Selected passage -
★ ★ ★ ★ ★ ★ ★

# Remote desktop for SBS 2003



## allanleslie (Feb 24, 2009)

I have been able to setup remote desktop on Windows 2003 by enabling it in the system properties and setting up a port on the router, but when i try this method in SBS 2003 it doesnt work. I then use the method in Server management but it says that the NIC is already in use. Do i need to install another NIC in the server?


----------



## bremner (Jun 5, 2008)

are you trying to access inside or outside of the Lan


----------



## allanleslie (Feb 24, 2009)

Inside - when I run the setup it is suggested to me that I have to install another LAN card. Is this the case


----------



## allanleslie (Feb 24, 2009)

Sorry, I meant outside the LAN


----------



## bremner (Jun 5, 2008)

are you using the small business connector, I use it all the time and then open a rdc and it works everytime and i use only one nic, or are you trying to connect through your own vpn


----------



## allanleslie (Feb 24, 2009)

★ ★ ★ ★ ★ ★ ★

Stored records -
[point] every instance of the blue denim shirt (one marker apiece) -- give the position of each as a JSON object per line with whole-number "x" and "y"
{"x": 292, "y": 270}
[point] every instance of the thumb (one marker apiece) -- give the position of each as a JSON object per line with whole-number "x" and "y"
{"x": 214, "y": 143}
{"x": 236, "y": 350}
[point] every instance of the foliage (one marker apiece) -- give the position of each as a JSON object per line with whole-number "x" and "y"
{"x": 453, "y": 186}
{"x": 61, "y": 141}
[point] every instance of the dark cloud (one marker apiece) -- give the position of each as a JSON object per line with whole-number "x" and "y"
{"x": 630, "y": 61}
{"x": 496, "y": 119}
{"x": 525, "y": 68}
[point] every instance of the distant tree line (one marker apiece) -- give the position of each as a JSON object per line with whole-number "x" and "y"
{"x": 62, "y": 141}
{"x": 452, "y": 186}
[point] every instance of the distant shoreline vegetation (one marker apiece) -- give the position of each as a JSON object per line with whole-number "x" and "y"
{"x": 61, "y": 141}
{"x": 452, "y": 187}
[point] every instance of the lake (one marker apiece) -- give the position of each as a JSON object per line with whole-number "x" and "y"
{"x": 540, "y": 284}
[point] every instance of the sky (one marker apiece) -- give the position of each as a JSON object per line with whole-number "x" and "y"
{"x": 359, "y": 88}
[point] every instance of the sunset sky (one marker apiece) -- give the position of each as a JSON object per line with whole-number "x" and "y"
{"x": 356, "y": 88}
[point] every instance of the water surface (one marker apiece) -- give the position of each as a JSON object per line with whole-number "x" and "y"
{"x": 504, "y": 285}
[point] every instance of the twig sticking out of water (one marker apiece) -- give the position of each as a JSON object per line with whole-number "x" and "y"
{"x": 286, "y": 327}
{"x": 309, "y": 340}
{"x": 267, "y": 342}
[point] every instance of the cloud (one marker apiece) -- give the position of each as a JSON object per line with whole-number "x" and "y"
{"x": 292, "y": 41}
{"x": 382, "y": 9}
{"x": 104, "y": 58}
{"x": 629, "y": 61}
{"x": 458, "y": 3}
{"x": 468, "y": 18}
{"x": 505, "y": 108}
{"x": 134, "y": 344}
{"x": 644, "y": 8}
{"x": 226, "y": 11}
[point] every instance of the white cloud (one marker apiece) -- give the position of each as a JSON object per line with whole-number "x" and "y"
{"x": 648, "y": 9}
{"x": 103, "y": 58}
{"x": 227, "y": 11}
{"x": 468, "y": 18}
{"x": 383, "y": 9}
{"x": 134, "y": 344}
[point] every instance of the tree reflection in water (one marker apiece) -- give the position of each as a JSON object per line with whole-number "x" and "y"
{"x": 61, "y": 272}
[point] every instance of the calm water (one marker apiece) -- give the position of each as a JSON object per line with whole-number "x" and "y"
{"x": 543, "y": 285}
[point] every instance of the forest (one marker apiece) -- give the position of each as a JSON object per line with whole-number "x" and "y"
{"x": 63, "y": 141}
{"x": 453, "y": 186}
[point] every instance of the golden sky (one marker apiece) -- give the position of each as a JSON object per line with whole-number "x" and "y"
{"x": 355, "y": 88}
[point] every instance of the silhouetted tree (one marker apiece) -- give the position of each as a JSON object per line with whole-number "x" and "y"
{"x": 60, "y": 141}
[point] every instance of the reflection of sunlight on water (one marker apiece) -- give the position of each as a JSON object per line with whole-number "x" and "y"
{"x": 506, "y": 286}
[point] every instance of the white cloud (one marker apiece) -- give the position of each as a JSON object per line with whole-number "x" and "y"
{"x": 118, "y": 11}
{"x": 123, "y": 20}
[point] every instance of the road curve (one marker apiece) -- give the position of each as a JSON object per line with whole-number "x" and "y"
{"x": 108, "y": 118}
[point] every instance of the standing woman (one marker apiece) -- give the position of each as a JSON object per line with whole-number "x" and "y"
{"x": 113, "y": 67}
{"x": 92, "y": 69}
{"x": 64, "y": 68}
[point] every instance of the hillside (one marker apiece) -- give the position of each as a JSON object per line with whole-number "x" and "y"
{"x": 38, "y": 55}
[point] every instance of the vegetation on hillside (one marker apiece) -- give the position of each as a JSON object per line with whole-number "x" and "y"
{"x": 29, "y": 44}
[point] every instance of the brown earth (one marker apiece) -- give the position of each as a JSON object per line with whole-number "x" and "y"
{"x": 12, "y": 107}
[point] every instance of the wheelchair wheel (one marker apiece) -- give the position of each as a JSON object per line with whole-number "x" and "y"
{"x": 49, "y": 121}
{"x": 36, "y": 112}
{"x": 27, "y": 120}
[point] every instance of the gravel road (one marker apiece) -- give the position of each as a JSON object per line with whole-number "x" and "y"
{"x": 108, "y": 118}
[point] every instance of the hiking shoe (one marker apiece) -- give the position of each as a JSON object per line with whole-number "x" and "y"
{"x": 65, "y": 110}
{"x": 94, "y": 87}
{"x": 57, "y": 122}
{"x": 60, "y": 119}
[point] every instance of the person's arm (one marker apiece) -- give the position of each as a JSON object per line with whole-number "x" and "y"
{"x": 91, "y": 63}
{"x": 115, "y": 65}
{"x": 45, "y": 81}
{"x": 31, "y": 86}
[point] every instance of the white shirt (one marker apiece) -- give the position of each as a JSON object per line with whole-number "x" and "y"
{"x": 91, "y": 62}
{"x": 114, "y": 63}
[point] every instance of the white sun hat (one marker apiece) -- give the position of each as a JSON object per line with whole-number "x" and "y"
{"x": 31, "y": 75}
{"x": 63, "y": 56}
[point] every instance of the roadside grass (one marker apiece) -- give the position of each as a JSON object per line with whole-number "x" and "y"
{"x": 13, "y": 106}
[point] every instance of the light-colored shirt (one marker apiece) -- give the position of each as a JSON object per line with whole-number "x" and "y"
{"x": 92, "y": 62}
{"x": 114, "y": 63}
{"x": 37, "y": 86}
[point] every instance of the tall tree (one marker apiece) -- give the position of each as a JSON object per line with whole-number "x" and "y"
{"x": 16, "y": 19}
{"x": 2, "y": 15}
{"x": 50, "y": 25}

★ ★ ★ ★ ★ ★ ★

Exercise prompt - Can you repeat, word for word, the part of the remote desktop thread that opens with the words containing "I have been" and closes with "in the server?"? Rely on the remote desktop thread alone.

Solved problem -
I have been able to setup remote desktop on Windows 2003 by enabling it in the system properties and setting up a port on the router, but when i try this method in SBS 2003 it doesnt work. I then use the method in Server management but it says that the NIC is already in use. Do i need to install another NIC in the server?